2
votes

So I'm trying to run the following simple query on redshift spectrum:

select * from company.vehicles where vehicle_id is not null

and it return 0 rows(all of the rows in the table are null). However when I run the same query on athena it works fine and return results. Tried msck repair but both athena and redshift are using the same metastore so it shouldn't matter. I also don't see any errors.

The format of the files is orc.

The create table query is:

CREATE EXTERNAL TABLE 'vehicles'(
  'vehicle_id' bigint, 
  'parent_id' bigint, 
  'client_id' bigint, 
  'assets_group' int, 
  'drivers_group' int)
PARTITIONED BY ( 
  'dt' string, 
  'datacenter' string)
ROW FORMAT SERDE 
  'org.apache.hadoop.hive.ql.io.orc.OrcSerde' 
STORED AS INPUTFORMAT 
  'org.apache.hadoop.hive.ql.io.orc.OrcInputFormat' 
OUTPUTFORMAT 
  'org.apache.hadoop.hive.ql.io.orc.OrcOutputFormat'
LOCATION
  's3://company-rt-data/metadata/out/vehicles/'
TBLPROPERTIES (
  'CrawlerSchemaDeserializerVersion'='1.0', 
  'CrawlerSchemaSerializerVersion'='1.0',  
  'classification'='orc', 
  'compressionType'='none')

Any idea?

2

2 Answers

1
votes

How did you create your external table ?? For Spectrum,you have to explicitly set the parameters to treat what should be treated as null

add the parameter 'serialization.null.format'='' in TABLE PROPERTIES so that all columns with '' will be treated as NULL to your external table in spectrum

**

CREATE EXTERNAL TABLE external_schema.your_table_name(
)
row format delimited
    fields terminated by ','
    stored as textfile 
LOCATION [filelocation]
TABLE PROPERTIES('numRows'='100', 'skip.header.line.count'='1','serialization.null.format'='');

**

Alternatively,you can setup the SERDE-PROPERTIES while creating the external table which will automatically recognize NULL values

1
votes

Eventually it turned out to be a bug in redshift. In order to fix it, we needed to run the following command:

ALTER TABLE table_name SET TABLE properties(‘orc.schema.resolution’=‘position’);

▸ **Supplied material**

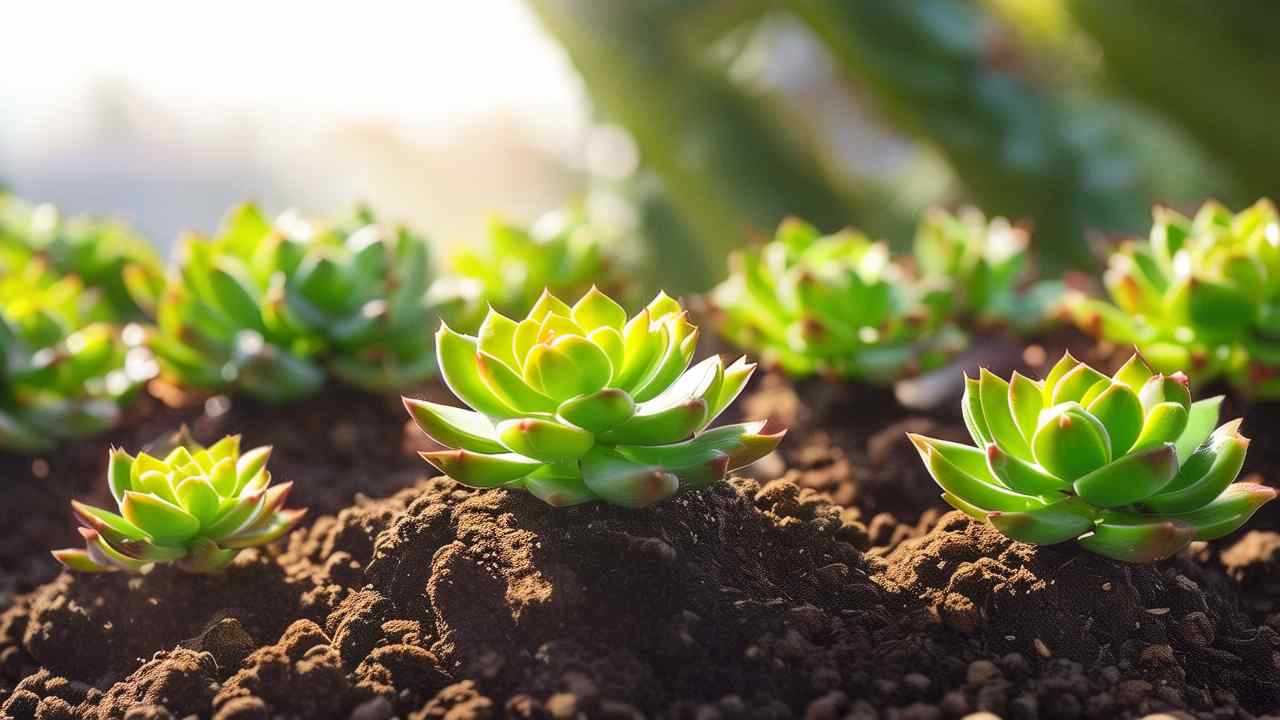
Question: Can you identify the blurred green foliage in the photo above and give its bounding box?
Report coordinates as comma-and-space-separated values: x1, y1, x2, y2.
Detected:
529, 0, 1280, 280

▸ **Problem to solve**
Update the Redshift Spectrum thread by writing out everything from "So I'm trying" down to "files is orc.", replacing "athena" with "presto".

▸ **Result**
So I'm trying to run the following simple query on redshift spectrum:

select * from company.vehicles where vehicle_id is not null

and it return 0 rows(all of the rows in the table are null). However when I run the same query on presto it works fine and return results. Tried msck repair but both presto and redshift are using the same metastore so it shouldn't matter. I also don't see any errors.

The format of the files is orc.